### Input records
┌────────

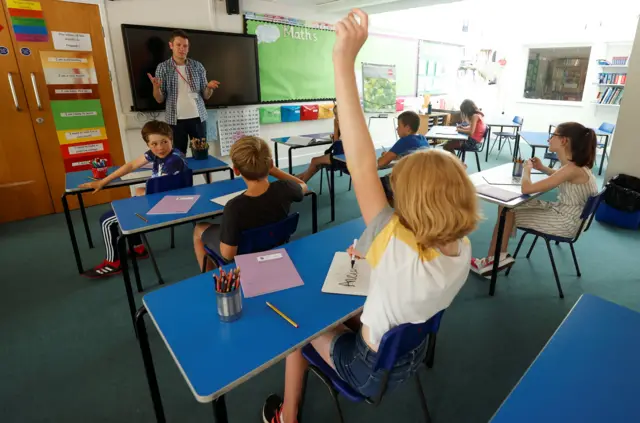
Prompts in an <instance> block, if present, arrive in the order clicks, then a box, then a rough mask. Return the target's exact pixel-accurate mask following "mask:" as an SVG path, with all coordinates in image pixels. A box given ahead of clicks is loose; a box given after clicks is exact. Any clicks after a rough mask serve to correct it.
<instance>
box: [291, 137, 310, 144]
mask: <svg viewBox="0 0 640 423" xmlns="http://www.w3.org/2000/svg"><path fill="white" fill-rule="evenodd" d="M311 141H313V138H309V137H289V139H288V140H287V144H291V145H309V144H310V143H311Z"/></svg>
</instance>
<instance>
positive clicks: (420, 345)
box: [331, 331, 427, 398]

└────────
┌────────

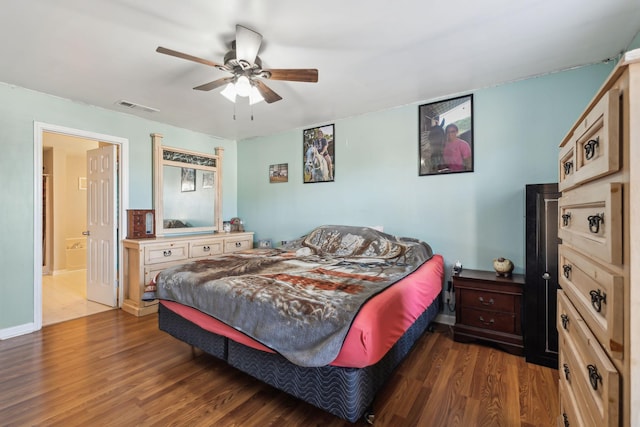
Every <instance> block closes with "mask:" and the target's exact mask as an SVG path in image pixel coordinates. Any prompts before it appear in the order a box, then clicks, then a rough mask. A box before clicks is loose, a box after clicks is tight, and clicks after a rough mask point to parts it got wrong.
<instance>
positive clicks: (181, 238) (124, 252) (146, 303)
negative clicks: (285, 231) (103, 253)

└────────
┌────────

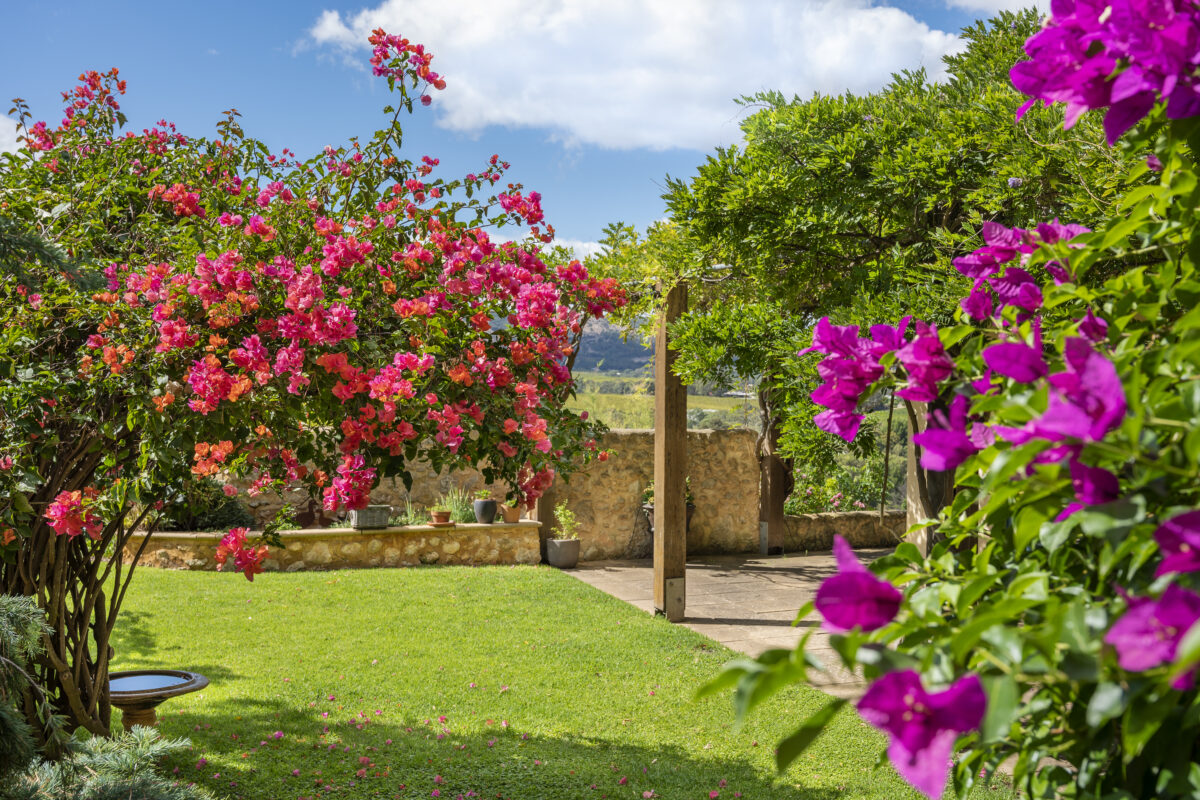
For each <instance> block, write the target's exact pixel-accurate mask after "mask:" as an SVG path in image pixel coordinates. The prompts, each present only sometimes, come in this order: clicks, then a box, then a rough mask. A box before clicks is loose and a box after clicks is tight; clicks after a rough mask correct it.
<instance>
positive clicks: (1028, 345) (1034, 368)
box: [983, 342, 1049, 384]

└────────

### Directions
Rewrite the records from the line with "Prompts in an" to the line with "box: [291, 137, 310, 144]", substituting "coarse mask" for every "rough mask" and leaving the rest unchanged. Give only those lines.

### Exercise result
Prompts in an <instance> block, if present, arrive in the order clicks, then a box, then a coarse mask. Return the target's exact pixel-accurate mask following "mask:" as an SVG path, with all coordinates in image pixels. A box given ahead of clicks is loose; a box given after clicks is exact. Any clicks after a coarse mask serve to correct it.
<instance>
box: [291, 137, 310, 144]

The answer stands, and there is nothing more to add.